#### [WHAT NEEDS TO BE DONE]
Starting with the first line of the items below and going on through the line that contains "[(481, 615), (675, 603)]", recast those lines as a numbered list, omitting any blank lines. Leave the pictures out of your answer.

#### [INPUT RECORDS]
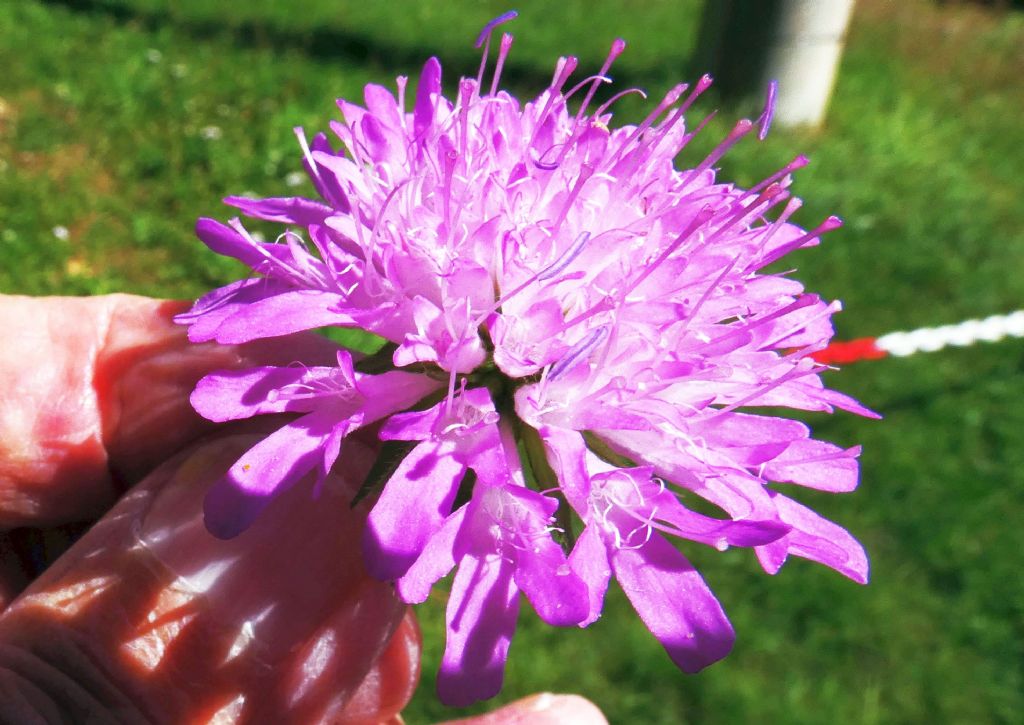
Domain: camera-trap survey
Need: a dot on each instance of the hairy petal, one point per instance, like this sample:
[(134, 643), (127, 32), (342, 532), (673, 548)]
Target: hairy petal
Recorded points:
[(481, 615), (675, 603)]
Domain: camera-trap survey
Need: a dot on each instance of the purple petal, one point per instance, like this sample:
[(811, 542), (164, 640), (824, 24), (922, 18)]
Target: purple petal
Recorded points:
[(590, 561), (429, 86), (675, 603), (270, 466), (284, 313), (816, 464), (557, 594), (231, 395), (816, 539), (415, 425), (480, 616), (435, 561), (566, 452), (214, 307), (227, 242), (284, 210), (411, 509)]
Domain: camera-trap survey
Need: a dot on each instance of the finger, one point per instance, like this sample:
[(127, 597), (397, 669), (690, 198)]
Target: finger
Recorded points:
[(545, 709), (25, 553), (95, 393), (148, 611)]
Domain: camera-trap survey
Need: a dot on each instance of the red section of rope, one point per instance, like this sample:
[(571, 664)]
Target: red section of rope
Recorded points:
[(852, 351)]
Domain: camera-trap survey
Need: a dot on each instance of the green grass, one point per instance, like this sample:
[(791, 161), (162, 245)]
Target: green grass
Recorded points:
[(922, 155)]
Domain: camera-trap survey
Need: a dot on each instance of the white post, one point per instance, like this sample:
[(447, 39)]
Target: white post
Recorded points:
[(747, 43), (804, 57)]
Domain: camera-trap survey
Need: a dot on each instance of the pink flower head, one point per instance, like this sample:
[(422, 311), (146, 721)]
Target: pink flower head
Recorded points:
[(569, 318)]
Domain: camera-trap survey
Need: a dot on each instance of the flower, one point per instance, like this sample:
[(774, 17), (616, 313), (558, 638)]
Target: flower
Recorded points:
[(577, 334)]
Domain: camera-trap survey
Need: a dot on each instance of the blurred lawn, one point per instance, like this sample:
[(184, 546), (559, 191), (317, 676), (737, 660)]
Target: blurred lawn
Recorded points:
[(121, 121)]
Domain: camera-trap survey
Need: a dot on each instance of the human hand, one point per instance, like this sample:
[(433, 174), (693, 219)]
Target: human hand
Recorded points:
[(147, 617)]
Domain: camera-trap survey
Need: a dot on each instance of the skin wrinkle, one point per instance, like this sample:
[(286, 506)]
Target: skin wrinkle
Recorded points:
[(57, 680)]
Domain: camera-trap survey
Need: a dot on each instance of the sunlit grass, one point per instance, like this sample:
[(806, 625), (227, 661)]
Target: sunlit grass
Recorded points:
[(122, 121)]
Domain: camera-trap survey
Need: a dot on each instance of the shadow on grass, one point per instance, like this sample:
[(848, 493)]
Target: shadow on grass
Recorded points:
[(332, 43)]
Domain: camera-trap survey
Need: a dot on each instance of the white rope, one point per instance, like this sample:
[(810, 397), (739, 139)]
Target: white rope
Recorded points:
[(963, 334)]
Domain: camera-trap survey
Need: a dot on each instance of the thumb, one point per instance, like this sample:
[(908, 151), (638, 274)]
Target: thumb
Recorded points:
[(150, 617)]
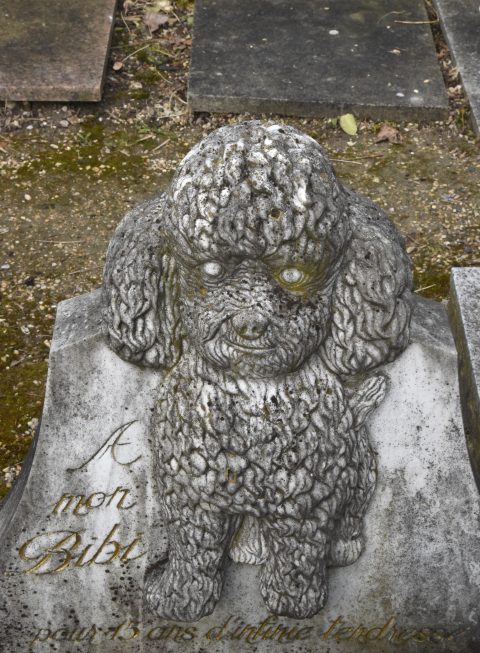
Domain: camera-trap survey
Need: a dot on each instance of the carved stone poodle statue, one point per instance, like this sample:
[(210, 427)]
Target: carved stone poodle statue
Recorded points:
[(269, 294)]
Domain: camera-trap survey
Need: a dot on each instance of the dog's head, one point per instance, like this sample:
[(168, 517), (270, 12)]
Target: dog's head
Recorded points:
[(258, 257)]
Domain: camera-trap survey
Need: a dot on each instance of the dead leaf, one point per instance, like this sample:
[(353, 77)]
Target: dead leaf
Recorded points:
[(153, 20), (348, 124), (163, 5), (127, 6), (389, 134)]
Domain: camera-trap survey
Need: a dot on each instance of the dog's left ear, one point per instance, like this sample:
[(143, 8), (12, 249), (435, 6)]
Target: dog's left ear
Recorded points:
[(372, 301), (140, 290)]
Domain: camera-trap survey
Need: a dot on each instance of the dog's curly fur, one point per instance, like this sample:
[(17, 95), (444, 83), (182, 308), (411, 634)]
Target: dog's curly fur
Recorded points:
[(268, 293)]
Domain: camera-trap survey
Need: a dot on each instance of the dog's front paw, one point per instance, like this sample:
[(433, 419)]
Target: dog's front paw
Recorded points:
[(180, 593), (293, 591), (346, 552)]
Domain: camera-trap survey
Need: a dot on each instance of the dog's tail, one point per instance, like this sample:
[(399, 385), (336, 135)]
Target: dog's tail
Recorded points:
[(248, 544)]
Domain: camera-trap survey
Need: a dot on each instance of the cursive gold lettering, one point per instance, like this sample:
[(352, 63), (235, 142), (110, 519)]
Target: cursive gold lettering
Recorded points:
[(57, 551), (111, 445)]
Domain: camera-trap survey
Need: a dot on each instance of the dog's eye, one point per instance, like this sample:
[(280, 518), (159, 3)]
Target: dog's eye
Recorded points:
[(212, 269), (291, 276)]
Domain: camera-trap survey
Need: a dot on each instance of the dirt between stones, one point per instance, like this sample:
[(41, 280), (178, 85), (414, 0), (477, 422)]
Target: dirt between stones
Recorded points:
[(68, 173)]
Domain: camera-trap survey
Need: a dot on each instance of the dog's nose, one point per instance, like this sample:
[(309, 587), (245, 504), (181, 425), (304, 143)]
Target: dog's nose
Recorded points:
[(250, 326)]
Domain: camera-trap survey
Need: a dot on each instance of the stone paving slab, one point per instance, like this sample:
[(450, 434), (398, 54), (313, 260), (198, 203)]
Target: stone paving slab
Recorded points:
[(316, 57), (464, 310), (460, 20), (55, 49)]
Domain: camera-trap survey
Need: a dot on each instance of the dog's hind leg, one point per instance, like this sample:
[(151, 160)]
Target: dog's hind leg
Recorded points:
[(347, 541), (188, 586), (293, 580)]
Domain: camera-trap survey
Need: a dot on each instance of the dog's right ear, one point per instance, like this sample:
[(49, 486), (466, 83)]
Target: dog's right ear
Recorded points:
[(140, 290)]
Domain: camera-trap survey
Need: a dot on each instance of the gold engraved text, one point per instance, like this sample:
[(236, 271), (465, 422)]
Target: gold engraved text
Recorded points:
[(55, 552), (112, 446), (81, 504)]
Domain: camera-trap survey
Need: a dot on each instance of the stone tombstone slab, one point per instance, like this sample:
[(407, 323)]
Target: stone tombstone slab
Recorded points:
[(316, 58), (55, 50), (460, 21), (111, 540)]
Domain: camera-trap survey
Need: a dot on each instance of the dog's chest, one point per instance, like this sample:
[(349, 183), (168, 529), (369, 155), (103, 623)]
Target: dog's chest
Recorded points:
[(246, 443)]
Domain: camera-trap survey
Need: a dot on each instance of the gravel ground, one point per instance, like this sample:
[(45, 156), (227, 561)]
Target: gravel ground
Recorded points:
[(69, 172)]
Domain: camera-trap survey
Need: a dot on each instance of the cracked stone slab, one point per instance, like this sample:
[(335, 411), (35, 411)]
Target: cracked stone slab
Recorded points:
[(313, 58), (464, 309), (55, 50), (81, 526), (460, 21)]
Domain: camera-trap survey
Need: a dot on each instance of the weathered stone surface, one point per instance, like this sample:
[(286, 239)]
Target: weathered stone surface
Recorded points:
[(272, 295), (55, 50), (415, 586), (265, 398), (460, 21), (312, 58), (464, 309)]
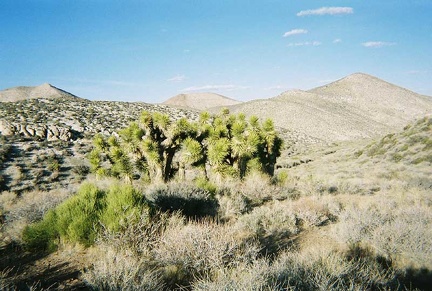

#### [RESPONSE TO THE TASK]
1. Domain: camera-trap survey
2. Need: a dot on each instance of the hairy petal, one point per instance, like this sample:
3. [(134, 643), (127, 32), (342, 532), (673, 548)]
4. Target: hairy petal
5. Recorded points:
6. [(481, 615), (675, 603)]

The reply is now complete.